● WHAT TO DO
Print all of the entries exactly, minus the pictures.

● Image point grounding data
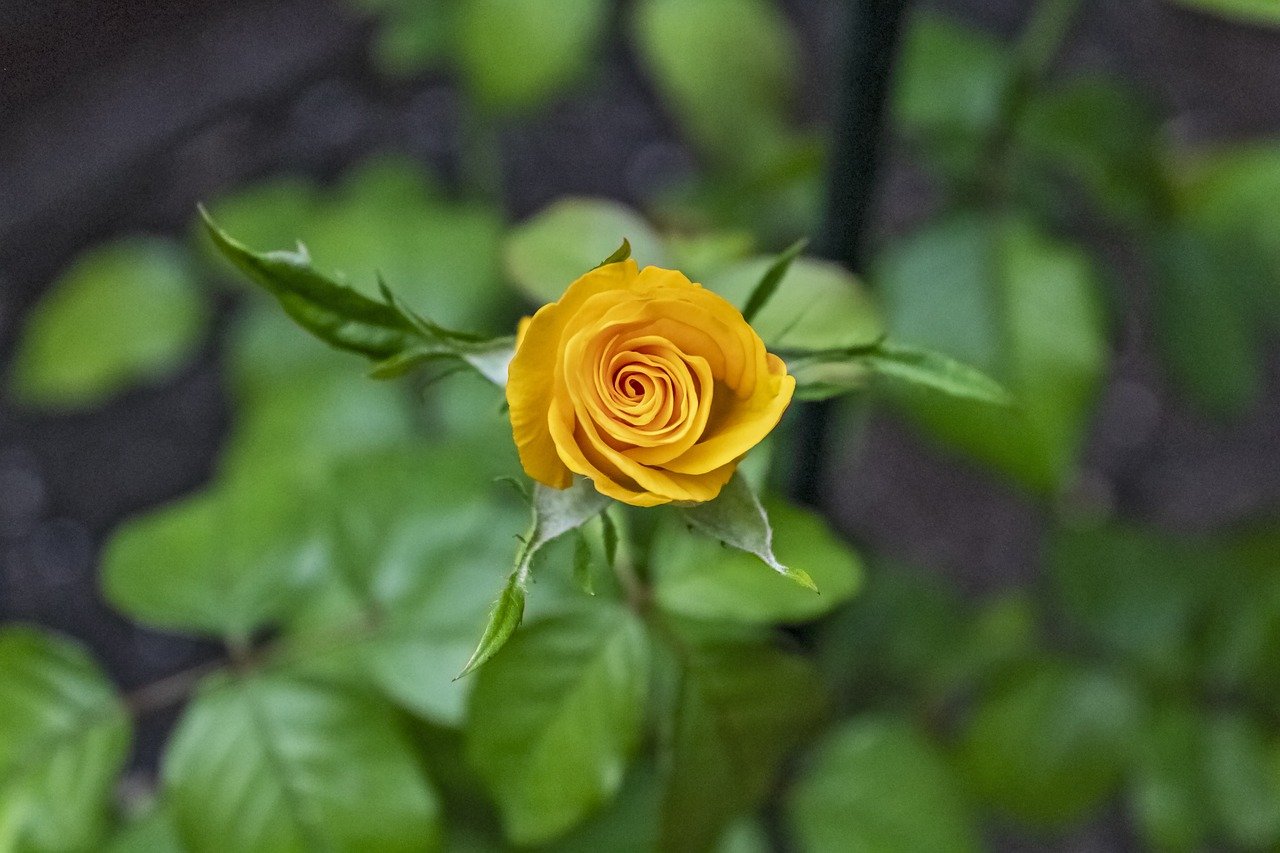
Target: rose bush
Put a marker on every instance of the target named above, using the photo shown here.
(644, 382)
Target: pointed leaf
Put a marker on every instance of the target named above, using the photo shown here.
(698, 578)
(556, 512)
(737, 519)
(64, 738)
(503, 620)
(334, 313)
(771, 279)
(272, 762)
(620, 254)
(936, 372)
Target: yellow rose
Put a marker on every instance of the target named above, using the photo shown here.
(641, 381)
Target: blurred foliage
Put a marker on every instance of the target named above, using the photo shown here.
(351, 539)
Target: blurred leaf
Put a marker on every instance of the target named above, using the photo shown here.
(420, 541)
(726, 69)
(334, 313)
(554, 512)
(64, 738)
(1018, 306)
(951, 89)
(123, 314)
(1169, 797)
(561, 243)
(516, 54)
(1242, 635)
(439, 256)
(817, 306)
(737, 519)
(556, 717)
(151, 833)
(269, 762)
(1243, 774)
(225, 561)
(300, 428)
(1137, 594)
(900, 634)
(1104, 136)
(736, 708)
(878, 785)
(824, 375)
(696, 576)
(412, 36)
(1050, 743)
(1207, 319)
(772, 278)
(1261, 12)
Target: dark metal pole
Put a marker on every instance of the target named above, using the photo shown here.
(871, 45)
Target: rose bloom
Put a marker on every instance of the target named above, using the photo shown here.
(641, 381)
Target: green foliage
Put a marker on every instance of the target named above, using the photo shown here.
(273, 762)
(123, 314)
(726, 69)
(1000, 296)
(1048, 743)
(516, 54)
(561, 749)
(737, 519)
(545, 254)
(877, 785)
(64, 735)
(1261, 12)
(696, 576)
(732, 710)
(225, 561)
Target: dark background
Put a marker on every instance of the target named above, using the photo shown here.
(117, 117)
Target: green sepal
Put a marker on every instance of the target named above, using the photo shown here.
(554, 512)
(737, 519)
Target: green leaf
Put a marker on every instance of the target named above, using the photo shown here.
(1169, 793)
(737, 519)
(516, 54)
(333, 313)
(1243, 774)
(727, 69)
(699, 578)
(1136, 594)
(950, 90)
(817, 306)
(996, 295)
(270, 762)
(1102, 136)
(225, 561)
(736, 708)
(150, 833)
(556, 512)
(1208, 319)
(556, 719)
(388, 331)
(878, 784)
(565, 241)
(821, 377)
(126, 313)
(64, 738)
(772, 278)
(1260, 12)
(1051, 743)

● WRITTEN RESPONSE
Target: rose bush
Put a marker on every instance of the target named above, using the photo shown here.
(644, 382)
Target: pointed leaf
Put a marker on every instance of the target named above, using the photo shown here.
(698, 578)
(556, 512)
(737, 519)
(64, 738)
(503, 620)
(334, 313)
(771, 279)
(272, 762)
(620, 254)
(936, 372)
Target: yellow rose
Put a marker on every instance of the target named above, using the photo shown here.
(641, 381)
Target: blurred foliage
Put a marker on every instance of the target named above, using the photo shown here.
(351, 539)
Target: blurred leaf
Put a marker on every instance of the target named above, using the photo shown here.
(420, 541)
(726, 69)
(334, 313)
(554, 512)
(64, 738)
(1018, 306)
(951, 89)
(123, 314)
(1169, 797)
(561, 243)
(516, 54)
(1242, 635)
(439, 256)
(817, 306)
(737, 519)
(556, 717)
(151, 833)
(269, 762)
(1243, 774)
(225, 561)
(300, 428)
(1137, 594)
(900, 634)
(1104, 136)
(736, 708)
(878, 785)
(824, 375)
(696, 576)
(412, 36)
(1050, 743)
(1207, 319)
(772, 278)
(1261, 12)
Target: dark metal pole
Put a marker on every instance of the target named above, using the photo shown here.
(871, 45)
Target: rose bloom
Put a marker on every instance of the target named above, using the photo shown here.
(641, 381)
Target: green foliage
Put a marker on every instance of the target named above, using the photo shown here.
(273, 762)
(123, 314)
(726, 69)
(1000, 296)
(1048, 743)
(516, 54)
(561, 749)
(737, 519)
(545, 254)
(877, 785)
(64, 735)
(1261, 12)
(696, 576)
(732, 710)
(225, 561)
Target: dark background
Put a marker on every instance of the target named above, using the photo shown here.
(117, 117)
Target: green sepal
Put a marker on every instance of the target named above, using the photo shown here.
(554, 512)
(737, 519)
Target: green leaf
Put a marker on every instance of the target named above, using the photo shown here.
(1169, 793)
(737, 519)
(516, 54)
(333, 313)
(1243, 774)
(727, 69)
(699, 578)
(1136, 594)
(950, 90)
(817, 306)
(996, 295)
(270, 762)
(1102, 136)
(225, 561)
(736, 708)
(150, 833)
(556, 512)
(1208, 319)
(556, 719)
(388, 331)
(878, 784)
(565, 241)
(821, 377)
(126, 313)
(64, 738)
(772, 278)
(1260, 12)
(1051, 743)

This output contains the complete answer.